Stored data entries:
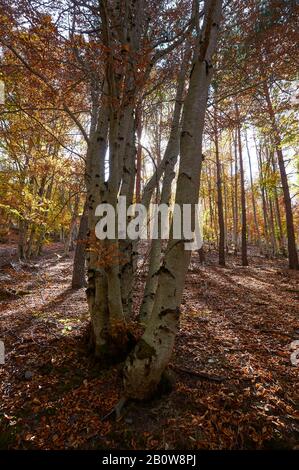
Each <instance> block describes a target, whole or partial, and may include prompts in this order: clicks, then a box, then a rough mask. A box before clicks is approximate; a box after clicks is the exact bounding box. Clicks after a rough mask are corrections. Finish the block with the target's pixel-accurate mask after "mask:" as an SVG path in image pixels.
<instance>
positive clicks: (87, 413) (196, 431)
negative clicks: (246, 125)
mask: <svg viewBox="0 0 299 470" xmlns="http://www.w3.org/2000/svg"><path fill="white" fill-rule="evenodd" d="M59 250H60V246H59V245H53V246H51V247H50V248H48V249H47V252H46V255H44V256H43V257H42V258H40V259H39V260H37V261H36V262H35V265H34V266H35V268H34V269H31V268H30V266H29V265H28V266H23V267H22V268H21V269H20V270H16V269H14V268H12V267H11V265H7V266H4V267H3V268H2V271H1V276H6V277H5V287H6V288H7V289H9V290H15V291H28V290H29V291H30V292H31V293H30V294H28V295H25V296H16V297H15V298H13V299H12V298H10V299H4V300H3V301H2V302H0V306H1V318H0V321H1V338H4V341H5V347H6V363H5V365H4V366H0V374H1V397H2V400H1V414H0V428H1V429H0V430H1V432H0V435H1V437H0V447H1V448H20V449H31V448H33V449H65V448H66V449H74V448H75V449H77V448H79V449H101V448H118V449H128V448H129V449H139V448H146V449H198V448H199V449H239V448H242V449H250V448H282V447H287V448H294V447H296V446H298V441H299V438H298V435H299V428H298V418H299V416H298V403H299V396H298V390H299V386H298V385H299V384H298V366H297V367H296V366H294V365H292V364H291V361H290V349H289V347H290V344H291V342H292V341H294V340H296V339H299V318H298V273H295V272H291V271H289V270H287V269H286V262H285V261H284V260H283V261H270V260H265V259H264V258H258V257H251V259H250V264H251V265H250V267H248V268H243V267H241V266H239V265H238V264H237V263H238V259H237V258H236V257H233V256H230V257H229V262H228V266H229V267H228V268H219V267H218V266H217V262H216V257H215V256H214V254H209V255H207V264H206V265H205V266H200V265H199V262H198V258H197V254H194V256H193V258H192V263H191V266H190V269H189V273H188V276H187V283H186V289H185V292H184V297H183V304H182V315H181V327H180V333H179V335H178V338H177V342H176V350H175V353H174V355H173V359H172V364H171V366H172V368H173V369H174V371H175V374H176V387H175V390H173V391H172V392H171V393H170V394H168V395H164V396H162V398H160V399H156V400H154V401H152V402H150V403H146V404H138V405H137V404H134V403H132V404H128V405H127V407H126V408H125V410H124V415H123V417H122V419H121V420H116V421H114V420H113V419H111V420H105V421H102V417H103V416H105V415H106V414H107V413H109V411H110V410H111V409H112V408H113V407H114V406H115V405H116V403H117V402H118V400H119V399H120V397H121V391H122V390H121V377H120V371H121V365H120V366H119V367H113V368H109V369H105V367H103V366H104V365H103V364H97V363H94V362H93V360H92V359H91V358H90V357H89V356H88V355H87V350H86V346H85V343H84V334H85V331H86V326H87V323H88V313H87V306H86V300H85V294H84V290H81V291H72V290H71V289H70V288H69V285H70V279H71V269H72V262H71V259H70V258H65V257H64V258H63V257H59V256H57V254H56V253H58V252H59ZM143 280H144V277H143V276H140V278H139V279H138V280H137V282H136V298H135V306H136V307H137V305H138V304H139V303H140V293H141V291H142V284H143ZM136 310H137V308H136ZM201 374H202V375H201ZM205 377H206V378H205ZM209 377H211V380H210V379H209ZM213 377H220V378H221V380H219V381H218V380H213Z"/></svg>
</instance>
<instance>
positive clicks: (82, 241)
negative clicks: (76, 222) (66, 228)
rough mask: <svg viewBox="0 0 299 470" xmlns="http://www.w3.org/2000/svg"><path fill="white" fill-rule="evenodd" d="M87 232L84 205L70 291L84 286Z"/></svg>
mask: <svg viewBox="0 0 299 470" xmlns="http://www.w3.org/2000/svg"><path fill="white" fill-rule="evenodd" d="M87 230H88V215H87V204H86V203H85V204H84V209H83V214H82V215H81V219H80V225H79V232H78V237H77V243H76V248H75V256H74V264H73V276H72V289H81V288H82V287H85V286H86V276H85V259H86V241H87V240H86V237H87Z"/></svg>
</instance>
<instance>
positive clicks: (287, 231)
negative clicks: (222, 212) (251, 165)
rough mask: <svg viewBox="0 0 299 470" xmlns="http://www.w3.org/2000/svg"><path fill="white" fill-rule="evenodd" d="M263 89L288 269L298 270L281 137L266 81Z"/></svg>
mask: <svg viewBox="0 0 299 470" xmlns="http://www.w3.org/2000/svg"><path fill="white" fill-rule="evenodd" d="M263 89H264V94H265V99H266V103H267V108H268V113H269V117H270V122H271V126H272V132H273V140H274V144H275V149H276V154H277V157H278V166H279V171H280V178H281V184H282V189H283V197H284V205H285V214H286V225H287V235H288V253H289V268H290V269H298V268H299V265H298V253H297V247H296V239H295V229H294V220H293V212H292V203H291V196H290V189H289V183H288V177H287V173H286V169H285V164H284V159H283V153H282V143H281V137H280V133H279V130H278V125H277V123H276V119H275V113H274V109H273V106H272V101H271V97H270V93H269V89H268V84H267V83H266V81H264V82H263Z"/></svg>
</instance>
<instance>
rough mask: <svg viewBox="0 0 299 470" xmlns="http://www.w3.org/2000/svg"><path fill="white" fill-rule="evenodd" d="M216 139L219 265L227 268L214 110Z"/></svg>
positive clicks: (217, 141)
mask: <svg viewBox="0 0 299 470" xmlns="http://www.w3.org/2000/svg"><path fill="white" fill-rule="evenodd" d="M214 138H215V155H216V174H217V199H218V200H217V206H218V225H219V245H218V250H219V264H220V266H225V228H224V214H223V198H222V179H221V163H220V158H219V142H218V124H217V110H216V108H215V110H214Z"/></svg>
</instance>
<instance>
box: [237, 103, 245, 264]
mask: <svg viewBox="0 0 299 470" xmlns="http://www.w3.org/2000/svg"><path fill="white" fill-rule="evenodd" d="M236 115H237V130H238V148H239V159H240V182H241V213H242V246H241V250H242V266H248V259H247V221H246V193H245V180H244V168H243V154H242V140H241V123H240V115H239V108H238V104H237V103H236Z"/></svg>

Aim of the task:
Set down each entry above exactly as it appears. Omit the pictures.

Answer for the task:
Each <instance> block describes a target, whole or partial, and may include prompts in this order: clicks, then a box, then a rough mask. A box before clicks is approximate; a box after clicks is the exact bounding box. Clicks after a rough mask are corrections. Finish the block with the target's pixel-accurate mask after "mask:" as an SVG path in image pixels.
<instance>
positive clicks: (87, 413) (196, 431)
negative clicks: (246, 125)
mask: <svg viewBox="0 0 299 470" xmlns="http://www.w3.org/2000/svg"><path fill="white" fill-rule="evenodd" d="M59 250H60V246H59V245H53V246H51V247H50V248H48V249H47V252H46V255H44V256H43V257H42V258H40V259H39V260H37V261H36V262H35V265H34V266H35V268H34V269H31V268H30V266H29V265H28V266H23V267H22V268H21V269H20V270H16V269H14V268H12V267H11V265H7V266H4V267H3V268H2V271H1V276H6V277H5V287H6V288H7V289H9V290H15V291H28V290H29V291H30V292H31V293H30V294H28V295H25V296H16V297H15V298H13V299H12V298H10V299H4V300H3V301H2V302H0V306H1V318H0V321H1V338H4V341H5V347H6V363H5V365H4V366H0V374H1V397H2V400H1V414H0V428H1V429H0V430H1V432H0V435H1V437H0V447H1V448H20V449H31V448H33V449H65V448H66V449H74V448H75V449H77V448H79V449H101V448H118V449H128V448H129V449H139V448H146V449H198V448H199V449H239V448H242V449H250V448H282V447H287V448H294V447H296V446H298V441H299V438H298V435H299V428H298V418H299V416H298V403H299V396H298V390H299V386H298V385H299V384H298V366H297V367H296V366H294V365H292V364H291V361H290V349H289V347H290V344H291V342H292V341H294V340H296V339H299V318H298V273H295V272H291V271H289V270H287V269H286V262H285V261H284V260H283V261H270V260H265V259H264V258H258V257H251V259H250V264H251V265H250V267H248V268H243V267H241V266H239V265H238V264H237V263H238V259H237V258H236V257H233V256H230V257H229V262H228V266H229V267H228V268H219V267H218V266H217V262H216V257H215V256H214V254H209V255H207V264H206V265H205V266H200V265H199V262H198V258H197V254H194V256H193V258H192V263H191V266H190V269H189V273H188V276H187V283H186V289H185V292H184V297H183V304H182V315H181V327H180V333H179V335H178V338H177V342H176V350H175V353H174V355H173V359H172V364H171V366H172V368H173V369H174V371H175V374H176V387H175V390H173V391H172V392H171V393H170V394H168V395H164V396H162V398H160V399H156V400H154V401H152V402H150V403H146V404H138V405H137V404H134V403H132V404H128V405H127V407H126V408H125V410H124V415H123V417H122V419H121V420H116V421H114V420H113V419H111V420H105V421H102V417H103V416H105V415H106V414H107V413H109V411H110V410H111V409H112V408H113V407H114V406H115V405H116V403H117V402H118V400H119V399H120V397H121V391H122V390H121V377H120V371H121V365H120V366H119V367H113V368H109V369H105V367H103V366H104V365H103V364H97V363H94V362H93V360H92V359H91V358H90V357H89V356H88V355H87V350H86V346H85V343H84V334H85V331H86V326H87V323H88V313H87V306H86V300H85V294H84V290H81V291H72V290H71V289H70V288H69V285H70V279H71V269H72V262H71V259H70V258H65V257H64V258H63V257H59V256H57V254H56V253H58V252H59ZM143 280H144V277H143V276H140V278H139V279H138V280H137V282H136V298H135V306H136V307H137V305H138V304H139V303H140V293H141V291H142V284H143ZM136 310H137V308H136ZM201 374H202V375H201ZM205 377H206V378H205ZM209 377H211V380H210V379H209ZM213 377H220V378H221V380H219V381H218V380H213Z"/></svg>
</instance>
<instance>
positive clicks: (82, 241)
negative clicks: (76, 222) (66, 228)
rough mask: <svg viewBox="0 0 299 470" xmlns="http://www.w3.org/2000/svg"><path fill="white" fill-rule="evenodd" d="M87 232L84 205L70 291L84 286Z"/></svg>
mask: <svg viewBox="0 0 299 470" xmlns="http://www.w3.org/2000/svg"><path fill="white" fill-rule="evenodd" d="M87 230H88V215H87V204H86V203H85V204H84V209H83V214H82V215H81V219H80V225H79V232H78V237H77V243H76V248H75V256H74V264H73V276H72V289H81V288H82V287H85V286H86V276H85V259H86V241H87V240H86V237H87Z"/></svg>
</instance>
<instance>
positive clicks: (287, 231)
negative clicks: (222, 212) (251, 165)
rough mask: <svg viewBox="0 0 299 470" xmlns="http://www.w3.org/2000/svg"><path fill="white" fill-rule="evenodd" d="M263 89L288 269L298 270L281 137L266 81Z"/></svg>
mask: <svg viewBox="0 0 299 470" xmlns="http://www.w3.org/2000/svg"><path fill="white" fill-rule="evenodd" d="M263 89H264V94H265V99H266V103H267V108H268V113H269V117H270V122H271V126H272V132H273V140H274V144H275V149H276V154H277V157H278V166H279V171H280V178H281V184H282V189H283V197H284V205H285V214H286V225H287V235H288V253H289V268H290V269H298V268H299V265H298V253H297V247H296V239H295V229H294V220H293V212H292V203H291V196H290V189H289V183H288V177H287V173H286V169H285V164H284V159H283V153H282V143H281V137H280V133H279V130H278V125H277V123H276V119H275V113H274V109H273V106H272V101H271V97H270V93H269V89H268V84H267V83H266V81H264V82H263Z"/></svg>
</instance>
<instance>
rough mask: <svg viewBox="0 0 299 470" xmlns="http://www.w3.org/2000/svg"><path fill="white" fill-rule="evenodd" d="M216 139L219 265L227 268L214 110Z"/></svg>
positive clicks: (217, 141)
mask: <svg viewBox="0 0 299 470" xmlns="http://www.w3.org/2000/svg"><path fill="white" fill-rule="evenodd" d="M214 138H215V155H216V174H217V199H218V200H217V206H218V225H219V245H218V250H219V264H220V266H225V228H224V214H223V198H222V179H221V163H220V158H219V142H218V124H217V110H216V108H215V110H214Z"/></svg>
</instance>
<instance>
box: [237, 103, 245, 264]
mask: <svg viewBox="0 0 299 470" xmlns="http://www.w3.org/2000/svg"><path fill="white" fill-rule="evenodd" d="M236 115H237V130H238V148H239V159H240V182H241V213H242V246H241V250H242V266H248V259H247V221H246V193H245V180H244V168H243V154H242V140H241V123H240V115H239V108H238V104H237V103H236Z"/></svg>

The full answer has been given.